_GIVEN INFORMATION_
■ ■ ■ ■

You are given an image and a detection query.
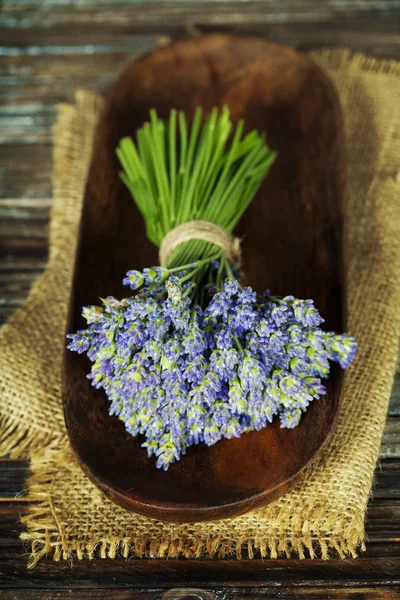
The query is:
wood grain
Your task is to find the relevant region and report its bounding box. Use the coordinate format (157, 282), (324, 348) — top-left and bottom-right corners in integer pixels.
(1, 0), (400, 596)
(0, 533), (400, 588)
(2, 589), (399, 600)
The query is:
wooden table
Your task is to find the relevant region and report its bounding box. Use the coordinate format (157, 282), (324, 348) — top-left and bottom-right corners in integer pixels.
(1, 1), (399, 598)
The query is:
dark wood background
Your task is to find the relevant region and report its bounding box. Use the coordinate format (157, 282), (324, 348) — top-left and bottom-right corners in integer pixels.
(0, 1), (399, 598)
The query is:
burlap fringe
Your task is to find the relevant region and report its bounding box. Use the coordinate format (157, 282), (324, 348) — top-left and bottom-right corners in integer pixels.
(309, 47), (400, 76)
(0, 414), (65, 459)
(50, 90), (104, 260)
(20, 449), (366, 569)
(0, 90), (104, 460)
(24, 538), (363, 569)
(23, 534), (366, 570)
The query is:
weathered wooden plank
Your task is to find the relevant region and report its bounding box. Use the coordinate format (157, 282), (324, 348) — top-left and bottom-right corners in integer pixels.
(0, 198), (51, 216)
(0, 110), (55, 145)
(2, 0), (396, 8)
(2, 25), (400, 111)
(390, 350), (400, 417)
(0, 462), (30, 499)
(373, 459), (400, 498)
(0, 256), (46, 272)
(1, 586), (400, 600)
(0, 49), (151, 113)
(0, 145), (52, 198)
(0, 44), (153, 76)
(380, 418), (400, 457)
(388, 390), (400, 419)
(0, 272), (42, 311)
(0, 217), (49, 239)
(0, 202), (50, 242)
(0, 79), (108, 108)
(365, 499), (400, 541)
(0, 232), (48, 252)
(2, 25), (400, 62)
(0, 241), (48, 259)
(1, 543), (399, 588)
(2, 1), (400, 30)
(1, 144), (51, 171)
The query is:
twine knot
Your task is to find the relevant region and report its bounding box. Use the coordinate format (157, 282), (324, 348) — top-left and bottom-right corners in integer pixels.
(159, 220), (241, 268)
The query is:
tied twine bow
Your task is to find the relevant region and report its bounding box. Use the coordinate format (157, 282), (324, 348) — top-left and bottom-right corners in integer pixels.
(158, 220), (242, 269)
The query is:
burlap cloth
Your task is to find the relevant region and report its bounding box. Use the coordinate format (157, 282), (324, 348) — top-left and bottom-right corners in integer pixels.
(1, 49), (400, 568)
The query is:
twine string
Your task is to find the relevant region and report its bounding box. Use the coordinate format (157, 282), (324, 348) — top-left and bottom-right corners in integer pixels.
(158, 219), (241, 268)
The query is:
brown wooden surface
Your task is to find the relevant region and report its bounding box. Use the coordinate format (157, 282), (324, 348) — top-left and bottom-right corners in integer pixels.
(1, 1), (400, 598)
(63, 34), (345, 521)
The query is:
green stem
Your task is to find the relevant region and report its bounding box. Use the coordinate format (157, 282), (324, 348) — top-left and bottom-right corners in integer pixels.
(116, 107), (277, 303)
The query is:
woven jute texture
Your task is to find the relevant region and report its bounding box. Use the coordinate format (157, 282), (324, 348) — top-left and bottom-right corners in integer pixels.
(1, 49), (400, 567)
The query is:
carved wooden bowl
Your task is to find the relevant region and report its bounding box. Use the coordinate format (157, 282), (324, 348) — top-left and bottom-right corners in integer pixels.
(63, 34), (346, 522)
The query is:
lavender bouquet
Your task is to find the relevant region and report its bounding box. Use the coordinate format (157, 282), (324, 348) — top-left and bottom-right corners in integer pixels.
(67, 107), (356, 470)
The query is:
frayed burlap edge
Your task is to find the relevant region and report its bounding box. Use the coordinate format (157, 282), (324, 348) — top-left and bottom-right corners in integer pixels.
(4, 48), (400, 566)
(309, 47), (400, 76)
(0, 90), (104, 459)
(20, 448), (367, 568)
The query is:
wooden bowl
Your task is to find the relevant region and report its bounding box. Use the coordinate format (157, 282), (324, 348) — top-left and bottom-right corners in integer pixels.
(63, 34), (346, 522)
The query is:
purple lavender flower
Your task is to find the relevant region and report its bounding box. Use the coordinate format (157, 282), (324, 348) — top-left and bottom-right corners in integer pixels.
(184, 355), (208, 384)
(210, 348), (239, 380)
(123, 270), (144, 290)
(280, 408), (302, 429)
(229, 304), (258, 332)
(207, 291), (231, 321)
(293, 299), (324, 327)
(214, 325), (233, 350)
(324, 332), (357, 369)
(182, 325), (207, 355)
(67, 262), (357, 470)
(66, 330), (91, 354)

■ ■ ■ ■

_EXERCISE_
In the entries above, the lines from the one bearing "wooden table" up to and including the one bearing "weathered wooden plank" should be transcribed exactly; no other line is wanted.

_RESULT FOR THIS EXERCISE_
wooden table
Your task is to find the relevant region and report its bounding box. Use the coordinate format (157, 282), (324, 348) — top-left and bottom-right corners in integer pixels.
(1, 1), (399, 598)
The query is:
dark wood background
Your task is to find the relevant region and report its bounding box. Use the coordinate format (157, 282), (324, 348) — top-left and bottom-right corners in integer pixels.
(0, 1), (399, 598)
The query is:
burlap fringe
Your task is to find the relevant region and report its bounding box. Use the coordinate format (157, 282), (324, 348) — top-left and bottom-right corners in integer pixels.
(309, 47), (400, 76)
(0, 414), (65, 459)
(50, 90), (104, 260)
(20, 449), (366, 569)
(0, 90), (104, 460)
(24, 538), (363, 569)
(23, 534), (366, 570)
The query is:
weathered wooden plank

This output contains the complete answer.